PASSAGE TO READ ▸

Remix.run Logo
vitus 3 days ago

> The GPU implementation's logarithmic scaling becomes evident at longer sequence lengths.

I don't see logarithmic scaling, actually. From the table for GRU performance, going from 16384 -> 65536 (namely: increasing the input by 4x) is roughly a 4x increase in time whether looking at CPU-scan or GPU-scan. Okay, maybe the inputs need to be bigger. Looking at the next plot, which goes up to 524288, we see the same behavior: the delta between CPU-scan and GPU-scan doubles as we double the input. That's a constant multiplicative factor. Same holds for LSTM performance.

Is this an artifact of the benchmark setup? Are we actually measuring the amount of time needed to load the full context into RAM? Or perhaps we're bottlenecked on memory bandwidth?

> Success: The gate extraction kernel, which was a huge bottleneck, now only takes 8% of the total time and is memory-bandwidth bound, saturating L2 bandwidth at 1.9 TB/s. This is a good place to be.

Sounds like that might be the case.

tripplyons 2 days ago | parent [-]

Typically the fastest approaches for associative RNNs combine the advantages of the parallel O(n log n) algorithm with a recurrent non-parallel O(n) approach by computing results for subsequence chunks in parallel and moving to the next chunk in a recurrent manner. This blog post explains the method (chunkwise parallel algorithm) well: https://sustcsonglin.github.io/blog/2024/deltanet-2/

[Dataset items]

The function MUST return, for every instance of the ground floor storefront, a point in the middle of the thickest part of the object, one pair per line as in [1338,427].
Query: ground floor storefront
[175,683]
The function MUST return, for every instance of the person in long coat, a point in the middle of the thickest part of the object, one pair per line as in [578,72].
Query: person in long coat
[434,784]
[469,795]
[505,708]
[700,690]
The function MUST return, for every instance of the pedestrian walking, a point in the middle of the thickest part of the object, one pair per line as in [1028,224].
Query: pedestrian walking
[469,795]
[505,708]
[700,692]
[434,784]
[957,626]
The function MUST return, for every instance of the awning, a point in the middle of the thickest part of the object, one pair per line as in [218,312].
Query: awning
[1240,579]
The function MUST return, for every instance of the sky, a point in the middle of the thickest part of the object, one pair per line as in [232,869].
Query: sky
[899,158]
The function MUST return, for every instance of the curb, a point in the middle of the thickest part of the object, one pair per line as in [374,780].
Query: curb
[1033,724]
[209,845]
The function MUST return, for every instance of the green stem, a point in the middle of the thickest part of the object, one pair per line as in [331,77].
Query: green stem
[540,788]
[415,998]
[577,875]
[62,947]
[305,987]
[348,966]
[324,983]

WHAT NEEDS TO BE DONE ▸ Transcribe the forum thread on GPU scan performance word for word, starting at "Remix.run Logo" and ending at "on memory bandwidth?".

EXERCISE SOLUTION ▸
Remix.run Logo
vitus 3 days ago

> The GPU implementation's logarithmic scaling becomes evident at longer sequence lengths.

I don't see logarithmic scaling, actually. From the table for GRU performance, going from 16384 -> 65536 (namely: increasing the input by 4x) is roughly a 4x increase in time whether looking at CPU-scan or GPU-scan. Okay, maybe the inputs need to be bigger. Looking at the next plot, which goes up to 524288, we see the same behavior: the delta between CPU-scan and GPU-scan doubles as we double the input. That's a constant multiplicative factor. Same holds for LSTM performance.

Is this an artifact of the benchmark setup? Are we actually measuring the amount of time needed to load the full context into RAM? Or perhaps we're bottlenecked on memory bandwidth?